-- EXTRACTED ENTRIES start --
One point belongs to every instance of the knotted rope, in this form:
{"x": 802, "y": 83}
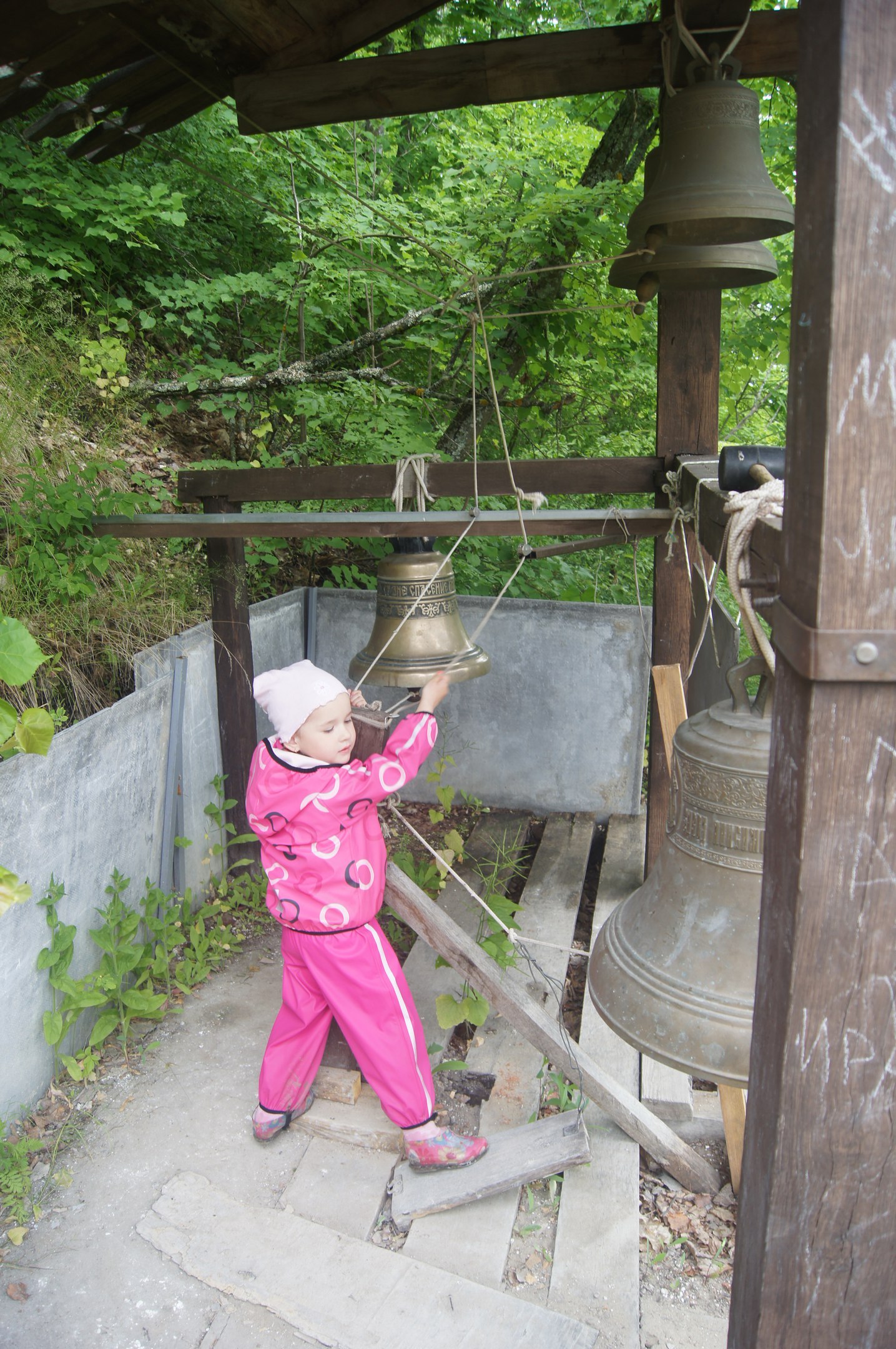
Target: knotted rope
{"x": 415, "y": 465}
{"x": 763, "y": 502}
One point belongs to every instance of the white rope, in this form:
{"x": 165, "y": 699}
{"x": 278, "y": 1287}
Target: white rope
{"x": 415, "y": 465}
{"x": 509, "y": 932}
{"x": 763, "y": 502}
{"x": 493, "y": 608}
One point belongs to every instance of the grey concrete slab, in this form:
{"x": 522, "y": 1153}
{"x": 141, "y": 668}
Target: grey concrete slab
{"x": 189, "y": 1104}
{"x": 340, "y": 1186}
{"x": 596, "y": 1274}
{"x": 348, "y": 1294}
{"x": 510, "y": 730}
{"x": 95, "y": 803}
{"x": 666, "y": 1090}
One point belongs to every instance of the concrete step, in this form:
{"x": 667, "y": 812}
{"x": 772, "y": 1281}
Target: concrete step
{"x": 335, "y": 1290}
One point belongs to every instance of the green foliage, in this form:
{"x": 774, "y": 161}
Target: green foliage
{"x": 15, "y": 1173}
{"x": 147, "y": 953}
{"x": 558, "y": 1092}
{"x": 54, "y": 551}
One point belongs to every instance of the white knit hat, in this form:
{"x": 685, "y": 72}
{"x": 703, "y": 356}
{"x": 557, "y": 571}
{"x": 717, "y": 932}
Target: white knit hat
{"x": 289, "y": 696}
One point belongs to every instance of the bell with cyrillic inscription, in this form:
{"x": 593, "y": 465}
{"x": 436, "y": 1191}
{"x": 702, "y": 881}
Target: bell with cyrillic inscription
{"x": 674, "y": 967}
{"x": 421, "y": 586}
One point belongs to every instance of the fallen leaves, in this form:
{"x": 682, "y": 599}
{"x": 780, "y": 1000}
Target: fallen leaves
{"x": 701, "y": 1225}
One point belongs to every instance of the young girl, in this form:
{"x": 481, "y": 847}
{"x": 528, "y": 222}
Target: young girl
{"x": 315, "y": 811}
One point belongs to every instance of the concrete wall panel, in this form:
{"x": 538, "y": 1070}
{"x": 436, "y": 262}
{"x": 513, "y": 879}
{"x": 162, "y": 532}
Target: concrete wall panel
{"x": 558, "y": 725}
{"x": 92, "y": 806}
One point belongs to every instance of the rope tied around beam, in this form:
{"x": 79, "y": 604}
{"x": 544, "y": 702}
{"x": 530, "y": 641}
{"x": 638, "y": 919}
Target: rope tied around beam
{"x": 416, "y": 466}
{"x": 746, "y": 509}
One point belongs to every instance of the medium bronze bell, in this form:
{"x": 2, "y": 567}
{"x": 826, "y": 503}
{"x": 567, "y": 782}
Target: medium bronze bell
{"x": 674, "y": 967}
{"x": 431, "y": 638}
{"x": 712, "y": 185}
{"x": 686, "y": 267}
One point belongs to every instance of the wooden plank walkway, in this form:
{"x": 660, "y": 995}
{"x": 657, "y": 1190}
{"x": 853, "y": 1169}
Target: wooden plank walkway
{"x": 474, "y": 1242}
{"x": 594, "y": 1277}
{"x": 596, "y": 1258}
{"x": 333, "y": 1288}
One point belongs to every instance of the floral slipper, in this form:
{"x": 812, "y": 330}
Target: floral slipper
{"x": 266, "y": 1130}
{"x": 445, "y": 1151}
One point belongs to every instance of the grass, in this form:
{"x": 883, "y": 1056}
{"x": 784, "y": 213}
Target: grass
{"x": 51, "y": 422}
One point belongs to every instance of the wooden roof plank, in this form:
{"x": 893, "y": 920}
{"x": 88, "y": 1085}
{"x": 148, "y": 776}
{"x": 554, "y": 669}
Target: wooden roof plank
{"x": 339, "y": 34}
{"x": 478, "y": 73}
{"x": 122, "y": 137}
{"x": 358, "y": 482}
{"x": 140, "y": 80}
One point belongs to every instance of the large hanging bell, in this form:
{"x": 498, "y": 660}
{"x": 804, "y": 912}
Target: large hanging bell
{"x": 431, "y": 638}
{"x": 674, "y": 967}
{"x": 712, "y": 185}
{"x": 687, "y": 267}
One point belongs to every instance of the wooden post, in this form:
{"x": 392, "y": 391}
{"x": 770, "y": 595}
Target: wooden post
{"x": 687, "y": 422}
{"x": 818, "y": 1209}
{"x": 232, "y": 667}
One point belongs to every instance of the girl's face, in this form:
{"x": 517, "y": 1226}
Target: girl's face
{"x": 328, "y": 734}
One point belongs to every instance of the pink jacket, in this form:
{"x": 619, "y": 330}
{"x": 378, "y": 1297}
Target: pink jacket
{"x": 323, "y": 849}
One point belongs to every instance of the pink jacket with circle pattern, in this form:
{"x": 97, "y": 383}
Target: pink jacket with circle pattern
{"x": 323, "y": 849}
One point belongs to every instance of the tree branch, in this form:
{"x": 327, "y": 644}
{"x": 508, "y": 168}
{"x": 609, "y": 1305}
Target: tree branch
{"x": 365, "y": 375}
{"x": 308, "y": 372}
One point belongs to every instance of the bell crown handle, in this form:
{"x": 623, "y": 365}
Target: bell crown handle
{"x": 737, "y": 678}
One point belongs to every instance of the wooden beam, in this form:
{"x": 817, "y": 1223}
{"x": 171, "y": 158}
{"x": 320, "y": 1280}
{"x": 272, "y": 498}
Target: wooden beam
{"x": 351, "y": 482}
{"x": 470, "y": 961}
{"x": 699, "y": 479}
{"x": 232, "y": 673}
{"x": 480, "y": 73}
{"x": 359, "y": 24}
{"x": 687, "y": 423}
{"x": 375, "y": 524}
{"x": 817, "y": 1227}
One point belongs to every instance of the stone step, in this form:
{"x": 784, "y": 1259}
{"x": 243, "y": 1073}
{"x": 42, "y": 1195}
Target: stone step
{"x": 333, "y": 1288}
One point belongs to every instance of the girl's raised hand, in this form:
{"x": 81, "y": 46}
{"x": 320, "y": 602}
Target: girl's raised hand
{"x": 433, "y": 691}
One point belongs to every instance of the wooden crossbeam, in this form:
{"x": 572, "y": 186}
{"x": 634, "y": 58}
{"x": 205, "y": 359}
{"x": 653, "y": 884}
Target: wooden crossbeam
{"x": 380, "y": 524}
{"x": 471, "y": 962}
{"x": 481, "y": 73}
{"x": 701, "y": 477}
{"x": 355, "y": 482}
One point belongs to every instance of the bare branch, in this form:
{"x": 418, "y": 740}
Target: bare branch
{"x": 305, "y": 372}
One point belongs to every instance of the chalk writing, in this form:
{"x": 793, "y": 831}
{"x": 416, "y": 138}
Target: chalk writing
{"x": 869, "y": 388}
{"x": 876, "y": 149}
{"x": 822, "y": 1040}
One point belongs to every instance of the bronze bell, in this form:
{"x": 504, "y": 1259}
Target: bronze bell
{"x": 712, "y": 185}
{"x": 431, "y": 638}
{"x": 687, "y": 267}
{"x": 674, "y": 967}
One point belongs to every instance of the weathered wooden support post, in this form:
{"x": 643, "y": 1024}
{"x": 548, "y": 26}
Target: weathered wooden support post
-- EXTRACTED ENTRIES end --
**REQUIREMENT**
Skipping the pictures, transcribe each line above exactly as it appears.

**SOLUTION TO THIS TASK**
One point belongs to every instance of the knotted rope, in this form:
{"x": 802, "y": 83}
Target: knotted rope
{"x": 415, "y": 465}
{"x": 763, "y": 502}
One point belongs to every instance of the white rope, in this form:
{"x": 165, "y": 699}
{"x": 278, "y": 1287}
Target: white rope
{"x": 415, "y": 465}
{"x": 509, "y": 932}
{"x": 763, "y": 502}
{"x": 493, "y": 608}
One point belongs to every instance of the grey concrete slab, in this form:
{"x": 522, "y": 1153}
{"x": 141, "y": 668}
Target: grey concrete slab
{"x": 189, "y": 1104}
{"x": 340, "y": 1186}
{"x": 596, "y": 1274}
{"x": 348, "y": 1294}
{"x": 510, "y": 730}
{"x": 95, "y": 803}
{"x": 666, "y": 1090}
One point belongs to every instance of the concrete step, in this form:
{"x": 667, "y": 812}
{"x": 772, "y": 1281}
Target: concrete step
{"x": 335, "y": 1290}
One point belongs to every instance of the green foliage, in this form:
{"x": 774, "y": 161}
Target: green foliage
{"x": 15, "y": 1173}
{"x": 147, "y": 953}
{"x": 558, "y": 1092}
{"x": 54, "y": 551}
One point belongs to every instance of the white knit hat, in this form:
{"x": 685, "y": 72}
{"x": 703, "y": 356}
{"x": 557, "y": 571}
{"x": 717, "y": 932}
Target: white knit hat
{"x": 289, "y": 696}
One point belongs to every instance of the bell with cyrillic inscription, in this form:
{"x": 593, "y": 465}
{"x": 436, "y": 1191}
{"x": 702, "y": 881}
Target: bell with cyrillic inscription
{"x": 674, "y": 967}
{"x": 421, "y": 586}
One point belongs to every instance of the fallen leaves, in this form:
{"x": 682, "y": 599}
{"x": 780, "y": 1000}
Target: fallen leaves
{"x": 701, "y": 1225}
One point belongs to every instance of the young girl, in this form:
{"x": 481, "y": 847}
{"x": 528, "y": 222}
Target: young girl
{"x": 315, "y": 811}
One point belongs to every instance of the concrete wall panel, in this form:
{"x": 538, "y": 1070}
{"x": 436, "y": 262}
{"x": 513, "y": 879}
{"x": 162, "y": 532}
Target: concrete wall panel
{"x": 558, "y": 725}
{"x": 92, "y": 806}
One point belongs to every instance of the rope tied around beam, in this form:
{"x": 79, "y": 604}
{"x": 544, "y": 702}
{"x": 530, "y": 641}
{"x": 638, "y": 919}
Target: rope tied around beam
{"x": 416, "y": 466}
{"x": 746, "y": 509}
One point belongs to every instance of the medium bronze bell, in this form:
{"x": 2, "y": 567}
{"x": 826, "y": 503}
{"x": 567, "y": 782}
Target: medium bronze bell
{"x": 674, "y": 967}
{"x": 431, "y": 638}
{"x": 712, "y": 185}
{"x": 686, "y": 267}
One point belongs to every instance of the wooden plank walkway, in this form:
{"x": 660, "y": 995}
{"x": 657, "y": 1190}
{"x": 853, "y": 1169}
Target: wooden plank walkway
{"x": 474, "y": 1242}
{"x": 594, "y": 1277}
{"x": 596, "y": 1258}
{"x": 333, "y": 1288}
One point belongs to every instance of the floral slipper, in this form:
{"x": 812, "y": 330}
Target: floral slipper
{"x": 266, "y": 1130}
{"x": 445, "y": 1151}
One point belongs to every instance of the grass, in this form:
{"x": 883, "y": 1056}
{"x": 784, "y": 213}
Target: grass
{"x": 51, "y": 422}
One point belongs to every instance of the wooden roof plank, in this form:
{"x": 893, "y": 920}
{"x": 88, "y": 1085}
{"x": 148, "y": 776}
{"x": 554, "y": 669}
Target: wooden roof plank
{"x": 339, "y": 34}
{"x": 478, "y": 73}
{"x": 122, "y": 137}
{"x": 358, "y": 482}
{"x": 140, "y": 80}
One point belongs to every instance of the large hanging bell, in this form:
{"x": 498, "y": 660}
{"x": 804, "y": 912}
Target: large hanging bell
{"x": 431, "y": 638}
{"x": 674, "y": 967}
{"x": 712, "y": 185}
{"x": 687, "y": 267}
One point belongs to every instance of the wooden post, in this form:
{"x": 392, "y": 391}
{"x": 770, "y": 595}
Target: wooden post
{"x": 687, "y": 422}
{"x": 818, "y": 1209}
{"x": 232, "y": 667}
One point belongs to every instance of the girl's face, in this form:
{"x": 517, "y": 1226}
Target: girl's face
{"x": 328, "y": 734}
One point belongs to every instance of the pink jacket, in this form:
{"x": 619, "y": 330}
{"x": 378, "y": 1297}
Target: pink jacket
{"x": 323, "y": 849}
One point belongs to every instance of the pink jacket with circle pattern, in this form:
{"x": 97, "y": 383}
Target: pink jacket with circle pattern
{"x": 323, "y": 849}
One point belongs to every instance of the tree branch, in this form:
{"x": 327, "y": 644}
{"x": 508, "y": 168}
{"x": 609, "y": 1305}
Target: tree branch
{"x": 365, "y": 375}
{"x": 308, "y": 372}
One point belongs to every instance of the bell crown handle, in this form:
{"x": 623, "y": 365}
Target: bell crown handle
{"x": 737, "y": 678}
One point belongs to every instance of the wooden beam, in this form:
{"x": 817, "y": 1223}
{"x": 171, "y": 158}
{"x": 320, "y": 1280}
{"x": 272, "y": 498}
Target: wooden beam
{"x": 351, "y": 482}
{"x": 470, "y": 961}
{"x": 699, "y": 479}
{"x": 232, "y": 673}
{"x": 480, "y": 73}
{"x": 359, "y": 24}
{"x": 687, "y": 423}
{"x": 375, "y": 524}
{"x": 817, "y": 1227}
One point belongs to every instance of the stone step, in this form:
{"x": 784, "y": 1259}
{"x": 243, "y": 1073}
{"x": 42, "y": 1195}
Target: stone step
{"x": 333, "y": 1288}
One point belongs to every instance of the girl's raised hand, in this form:
{"x": 81, "y": 46}
{"x": 320, "y": 602}
Target: girl's raised hand
{"x": 433, "y": 691}
One point belongs to every instance of the wooden crossbeam, in this form:
{"x": 572, "y": 186}
{"x": 634, "y": 58}
{"x": 205, "y": 359}
{"x": 653, "y": 884}
Target: wooden crossbeam
{"x": 380, "y": 524}
{"x": 471, "y": 962}
{"x": 481, "y": 73}
{"x": 701, "y": 477}
{"x": 355, "y": 482}
One point belongs to every instance of the bare branch, in this form:
{"x": 418, "y": 740}
Target: bare branch
{"x": 305, "y": 372}
One point belongs to every instance of the chalk writing, in this form:
{"x": 793, "y": 831}
{"x": 416, "y": 138}
Target: chalk writing
{"x": 869, "y": 388}
{"x": 876, "y": 149}
{"x": 822, "y": 1040}
One point belongs to every instance of the bronze bell, in this form:
{"x": 504, "y": 1259}
Target: bronze bell
{"x": 712, "y": 185}
{"x": 431, "y": 638}
{"x": 687, "y": 267}
{"x": 674, "y": 967}
One point belongs to every instance of the weathered wooden support post, in this form:
{"x": 643, "y": 1024}
{"x": 548, "y": 26}
Target: weathered wooden support post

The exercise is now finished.